Prompt:
Express the lines from the one containing "If you would be willing to tag the black tire" through the one containing "(1101, 517)" as a JSON list of strings, one string per line, leaving out any blank lines.

[Entries from a pointing dataset]
-=-=-=-=-

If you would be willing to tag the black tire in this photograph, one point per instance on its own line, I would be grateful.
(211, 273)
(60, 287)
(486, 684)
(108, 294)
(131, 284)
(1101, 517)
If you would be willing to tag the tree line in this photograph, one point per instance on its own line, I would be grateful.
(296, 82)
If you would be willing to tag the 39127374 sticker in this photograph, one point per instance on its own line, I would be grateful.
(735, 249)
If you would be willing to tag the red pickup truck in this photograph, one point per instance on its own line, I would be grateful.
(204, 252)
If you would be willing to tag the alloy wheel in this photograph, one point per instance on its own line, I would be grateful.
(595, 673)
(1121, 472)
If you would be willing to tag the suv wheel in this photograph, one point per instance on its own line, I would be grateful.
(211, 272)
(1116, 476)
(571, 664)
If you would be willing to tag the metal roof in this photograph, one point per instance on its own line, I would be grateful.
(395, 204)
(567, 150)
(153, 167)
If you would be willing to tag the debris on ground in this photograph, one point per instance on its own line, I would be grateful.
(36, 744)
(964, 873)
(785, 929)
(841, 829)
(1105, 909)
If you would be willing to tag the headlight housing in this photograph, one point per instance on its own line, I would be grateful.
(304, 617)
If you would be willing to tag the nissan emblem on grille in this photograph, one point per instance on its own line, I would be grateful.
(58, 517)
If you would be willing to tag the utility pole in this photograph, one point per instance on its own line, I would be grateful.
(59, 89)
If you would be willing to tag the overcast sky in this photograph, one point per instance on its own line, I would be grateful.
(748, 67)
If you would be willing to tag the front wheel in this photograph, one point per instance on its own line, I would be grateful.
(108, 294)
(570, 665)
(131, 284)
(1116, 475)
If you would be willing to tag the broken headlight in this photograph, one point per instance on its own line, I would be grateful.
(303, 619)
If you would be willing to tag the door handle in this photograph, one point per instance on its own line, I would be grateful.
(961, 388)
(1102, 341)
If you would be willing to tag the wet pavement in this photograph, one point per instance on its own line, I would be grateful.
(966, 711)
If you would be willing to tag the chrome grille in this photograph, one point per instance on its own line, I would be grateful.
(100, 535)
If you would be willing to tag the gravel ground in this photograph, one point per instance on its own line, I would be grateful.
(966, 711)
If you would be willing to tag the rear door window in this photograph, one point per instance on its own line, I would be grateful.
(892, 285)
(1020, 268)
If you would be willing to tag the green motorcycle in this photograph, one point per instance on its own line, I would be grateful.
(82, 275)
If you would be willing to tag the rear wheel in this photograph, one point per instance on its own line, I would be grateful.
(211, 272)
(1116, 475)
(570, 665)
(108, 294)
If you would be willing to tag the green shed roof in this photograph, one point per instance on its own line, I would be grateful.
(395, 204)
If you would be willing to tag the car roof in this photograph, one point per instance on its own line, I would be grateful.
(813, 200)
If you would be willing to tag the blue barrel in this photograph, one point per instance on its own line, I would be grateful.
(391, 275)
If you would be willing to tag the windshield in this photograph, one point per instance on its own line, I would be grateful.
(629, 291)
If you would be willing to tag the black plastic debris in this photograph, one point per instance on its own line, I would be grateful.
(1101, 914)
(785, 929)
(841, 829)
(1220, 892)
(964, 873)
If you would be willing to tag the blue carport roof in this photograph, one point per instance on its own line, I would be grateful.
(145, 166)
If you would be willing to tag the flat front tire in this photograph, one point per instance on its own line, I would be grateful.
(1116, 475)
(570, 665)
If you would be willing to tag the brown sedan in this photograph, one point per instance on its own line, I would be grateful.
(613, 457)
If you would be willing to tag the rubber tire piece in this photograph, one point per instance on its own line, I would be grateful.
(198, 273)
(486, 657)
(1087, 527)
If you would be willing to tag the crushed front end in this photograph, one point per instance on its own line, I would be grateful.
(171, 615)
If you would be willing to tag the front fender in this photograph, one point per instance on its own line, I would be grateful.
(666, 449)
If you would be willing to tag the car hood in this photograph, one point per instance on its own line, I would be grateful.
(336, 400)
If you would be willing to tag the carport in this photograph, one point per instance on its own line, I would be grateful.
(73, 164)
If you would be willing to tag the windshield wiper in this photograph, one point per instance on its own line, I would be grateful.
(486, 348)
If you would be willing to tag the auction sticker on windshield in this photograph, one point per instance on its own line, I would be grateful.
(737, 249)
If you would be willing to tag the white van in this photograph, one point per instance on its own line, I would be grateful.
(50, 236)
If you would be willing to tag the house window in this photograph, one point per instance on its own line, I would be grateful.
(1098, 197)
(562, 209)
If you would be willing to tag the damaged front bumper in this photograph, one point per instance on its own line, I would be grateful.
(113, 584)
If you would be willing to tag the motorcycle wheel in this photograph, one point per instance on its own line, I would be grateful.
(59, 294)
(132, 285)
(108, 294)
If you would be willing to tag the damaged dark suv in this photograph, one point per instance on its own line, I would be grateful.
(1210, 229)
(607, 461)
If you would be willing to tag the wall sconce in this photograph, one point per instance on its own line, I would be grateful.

-=-=-=-=-

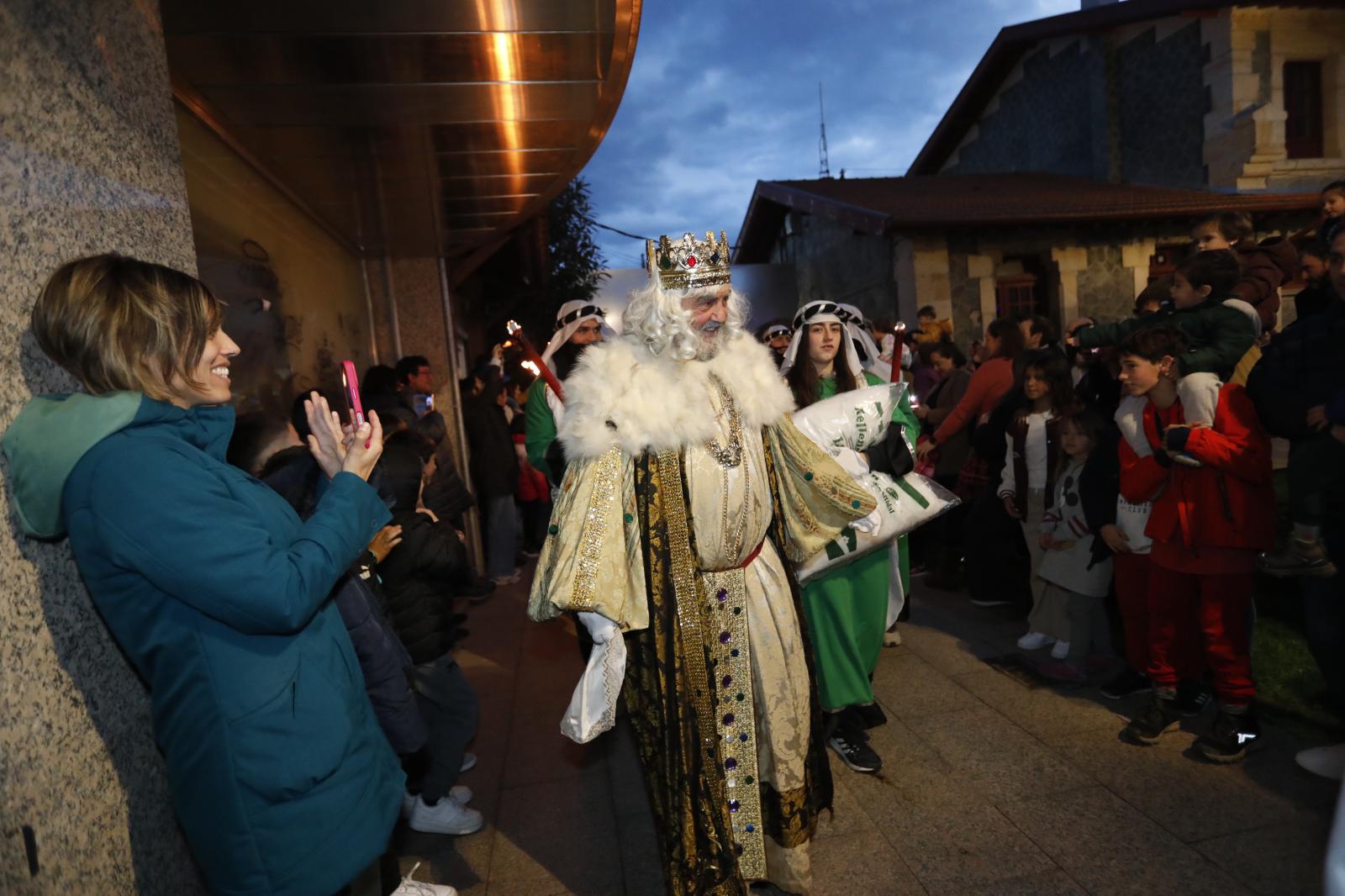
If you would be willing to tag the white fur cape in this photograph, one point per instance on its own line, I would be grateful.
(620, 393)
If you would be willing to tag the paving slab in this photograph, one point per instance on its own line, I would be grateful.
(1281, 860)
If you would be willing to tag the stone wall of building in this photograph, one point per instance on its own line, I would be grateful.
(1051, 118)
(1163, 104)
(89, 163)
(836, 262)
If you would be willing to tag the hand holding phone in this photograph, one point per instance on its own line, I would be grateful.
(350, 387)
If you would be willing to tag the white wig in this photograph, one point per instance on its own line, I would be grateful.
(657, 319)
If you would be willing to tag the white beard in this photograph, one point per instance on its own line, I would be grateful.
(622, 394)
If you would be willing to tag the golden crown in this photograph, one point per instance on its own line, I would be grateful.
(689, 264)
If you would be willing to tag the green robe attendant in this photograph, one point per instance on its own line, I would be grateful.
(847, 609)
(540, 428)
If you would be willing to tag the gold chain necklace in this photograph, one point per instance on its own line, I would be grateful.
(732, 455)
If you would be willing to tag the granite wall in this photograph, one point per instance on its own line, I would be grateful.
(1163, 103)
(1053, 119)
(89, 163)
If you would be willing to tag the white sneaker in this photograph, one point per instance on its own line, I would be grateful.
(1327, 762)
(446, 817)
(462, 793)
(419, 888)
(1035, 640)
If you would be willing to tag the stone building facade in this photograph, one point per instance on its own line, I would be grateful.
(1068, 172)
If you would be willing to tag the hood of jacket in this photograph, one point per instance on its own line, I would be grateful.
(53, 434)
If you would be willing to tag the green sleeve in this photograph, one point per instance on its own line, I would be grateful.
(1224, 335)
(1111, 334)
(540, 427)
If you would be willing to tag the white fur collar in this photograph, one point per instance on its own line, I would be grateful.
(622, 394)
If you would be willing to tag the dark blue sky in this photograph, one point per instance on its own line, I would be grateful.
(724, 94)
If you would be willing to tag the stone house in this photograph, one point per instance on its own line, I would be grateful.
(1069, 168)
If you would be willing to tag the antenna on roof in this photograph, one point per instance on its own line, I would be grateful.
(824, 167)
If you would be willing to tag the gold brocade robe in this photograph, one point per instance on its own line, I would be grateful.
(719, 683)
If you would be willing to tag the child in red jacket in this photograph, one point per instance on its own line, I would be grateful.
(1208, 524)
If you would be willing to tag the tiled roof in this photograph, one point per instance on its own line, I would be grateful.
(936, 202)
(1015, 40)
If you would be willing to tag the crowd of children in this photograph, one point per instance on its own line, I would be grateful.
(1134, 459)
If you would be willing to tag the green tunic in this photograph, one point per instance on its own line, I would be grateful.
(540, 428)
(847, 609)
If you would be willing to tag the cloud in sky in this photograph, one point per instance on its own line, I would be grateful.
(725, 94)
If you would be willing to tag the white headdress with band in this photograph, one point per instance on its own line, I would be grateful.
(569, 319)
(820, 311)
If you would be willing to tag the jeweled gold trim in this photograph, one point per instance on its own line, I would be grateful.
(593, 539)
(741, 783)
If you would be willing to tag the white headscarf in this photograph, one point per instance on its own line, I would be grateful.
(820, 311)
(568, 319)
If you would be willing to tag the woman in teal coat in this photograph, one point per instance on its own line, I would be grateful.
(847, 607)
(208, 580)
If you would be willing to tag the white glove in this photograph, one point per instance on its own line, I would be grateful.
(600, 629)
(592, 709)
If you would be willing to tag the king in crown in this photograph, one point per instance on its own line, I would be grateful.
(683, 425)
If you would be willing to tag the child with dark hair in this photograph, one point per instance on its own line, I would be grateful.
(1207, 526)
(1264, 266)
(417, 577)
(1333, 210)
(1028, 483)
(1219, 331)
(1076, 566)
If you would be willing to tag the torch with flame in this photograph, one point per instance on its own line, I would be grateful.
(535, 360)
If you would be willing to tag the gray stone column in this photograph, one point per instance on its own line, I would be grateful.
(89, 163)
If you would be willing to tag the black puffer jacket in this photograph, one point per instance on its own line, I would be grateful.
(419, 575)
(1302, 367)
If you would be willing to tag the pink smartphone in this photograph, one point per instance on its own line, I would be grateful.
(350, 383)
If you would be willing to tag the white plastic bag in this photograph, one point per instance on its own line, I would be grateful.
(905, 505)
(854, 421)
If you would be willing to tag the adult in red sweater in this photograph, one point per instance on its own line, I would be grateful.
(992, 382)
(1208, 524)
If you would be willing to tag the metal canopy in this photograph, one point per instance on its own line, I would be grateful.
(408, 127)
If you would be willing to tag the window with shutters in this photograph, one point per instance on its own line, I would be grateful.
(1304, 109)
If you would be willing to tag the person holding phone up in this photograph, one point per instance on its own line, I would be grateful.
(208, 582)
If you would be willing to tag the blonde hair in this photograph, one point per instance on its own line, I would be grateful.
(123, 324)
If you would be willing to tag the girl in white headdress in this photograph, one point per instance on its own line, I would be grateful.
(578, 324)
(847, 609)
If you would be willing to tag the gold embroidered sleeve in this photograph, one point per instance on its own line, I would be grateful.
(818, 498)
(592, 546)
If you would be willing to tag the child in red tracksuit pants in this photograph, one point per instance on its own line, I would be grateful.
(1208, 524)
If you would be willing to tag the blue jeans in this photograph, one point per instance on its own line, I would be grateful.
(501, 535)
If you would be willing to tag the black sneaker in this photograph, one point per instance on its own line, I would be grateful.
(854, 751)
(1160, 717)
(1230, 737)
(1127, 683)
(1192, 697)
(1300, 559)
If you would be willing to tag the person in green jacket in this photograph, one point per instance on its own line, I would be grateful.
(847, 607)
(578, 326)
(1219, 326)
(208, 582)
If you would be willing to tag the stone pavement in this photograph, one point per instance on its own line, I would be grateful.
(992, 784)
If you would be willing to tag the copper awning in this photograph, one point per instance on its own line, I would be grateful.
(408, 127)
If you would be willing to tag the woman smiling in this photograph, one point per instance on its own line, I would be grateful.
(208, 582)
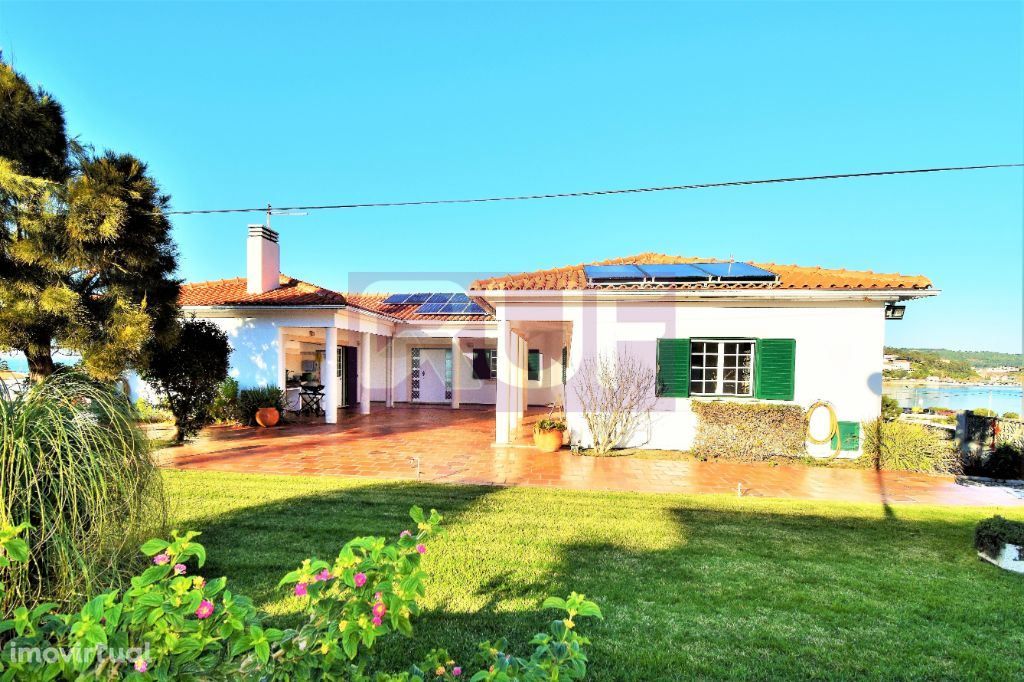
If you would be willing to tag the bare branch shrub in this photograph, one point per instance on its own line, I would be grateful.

-=-=-=-=-

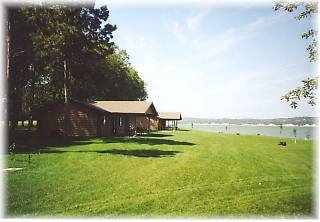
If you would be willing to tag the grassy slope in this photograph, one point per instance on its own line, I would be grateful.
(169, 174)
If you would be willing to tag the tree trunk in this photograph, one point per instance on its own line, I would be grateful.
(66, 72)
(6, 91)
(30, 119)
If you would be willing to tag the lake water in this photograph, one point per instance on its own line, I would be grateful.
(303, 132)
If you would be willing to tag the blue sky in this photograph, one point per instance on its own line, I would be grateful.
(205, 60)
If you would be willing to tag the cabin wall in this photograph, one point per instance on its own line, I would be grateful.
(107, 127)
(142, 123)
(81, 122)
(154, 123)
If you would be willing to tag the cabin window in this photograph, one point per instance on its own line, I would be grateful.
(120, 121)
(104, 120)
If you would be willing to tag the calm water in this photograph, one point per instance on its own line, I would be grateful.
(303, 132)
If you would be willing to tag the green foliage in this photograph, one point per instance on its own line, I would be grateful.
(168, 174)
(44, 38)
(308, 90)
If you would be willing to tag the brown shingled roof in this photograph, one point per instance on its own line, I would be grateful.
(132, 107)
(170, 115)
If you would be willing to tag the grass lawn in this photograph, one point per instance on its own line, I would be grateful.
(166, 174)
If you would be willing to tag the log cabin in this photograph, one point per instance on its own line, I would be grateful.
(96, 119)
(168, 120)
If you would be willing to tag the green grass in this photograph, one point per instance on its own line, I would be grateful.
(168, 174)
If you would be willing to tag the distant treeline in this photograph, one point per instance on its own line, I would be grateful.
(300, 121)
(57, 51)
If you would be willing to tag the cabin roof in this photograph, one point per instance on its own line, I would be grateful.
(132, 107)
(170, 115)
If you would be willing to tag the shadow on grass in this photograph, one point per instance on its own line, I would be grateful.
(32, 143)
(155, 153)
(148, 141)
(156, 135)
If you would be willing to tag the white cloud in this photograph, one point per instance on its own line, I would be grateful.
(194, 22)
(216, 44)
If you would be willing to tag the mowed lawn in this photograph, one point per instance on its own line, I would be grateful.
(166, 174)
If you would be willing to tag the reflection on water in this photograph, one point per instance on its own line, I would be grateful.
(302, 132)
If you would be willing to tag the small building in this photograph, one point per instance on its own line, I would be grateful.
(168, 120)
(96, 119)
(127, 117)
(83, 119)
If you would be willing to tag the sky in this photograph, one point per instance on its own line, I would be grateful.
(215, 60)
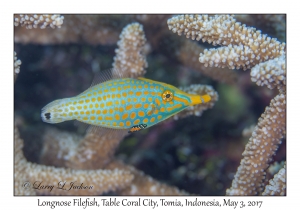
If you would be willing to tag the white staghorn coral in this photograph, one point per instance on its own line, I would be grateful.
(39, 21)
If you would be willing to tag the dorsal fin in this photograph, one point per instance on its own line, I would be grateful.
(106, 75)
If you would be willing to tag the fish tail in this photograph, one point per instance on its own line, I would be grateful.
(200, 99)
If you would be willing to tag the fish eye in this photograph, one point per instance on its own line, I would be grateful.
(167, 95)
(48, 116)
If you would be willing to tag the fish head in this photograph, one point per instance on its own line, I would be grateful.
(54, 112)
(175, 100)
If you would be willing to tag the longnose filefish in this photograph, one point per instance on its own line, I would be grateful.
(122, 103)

-=-=-=-=-

Response to the task:
[
  "If you would be willing to tag the black tire in this photograph, one point per instance on its own line, I would be grateful.",
  "(211, 273)",
  "(60, 287)",
  "(486, 684)",
  "(108, 294)",
  "(131, 284)",
  "(1101, 517)"
]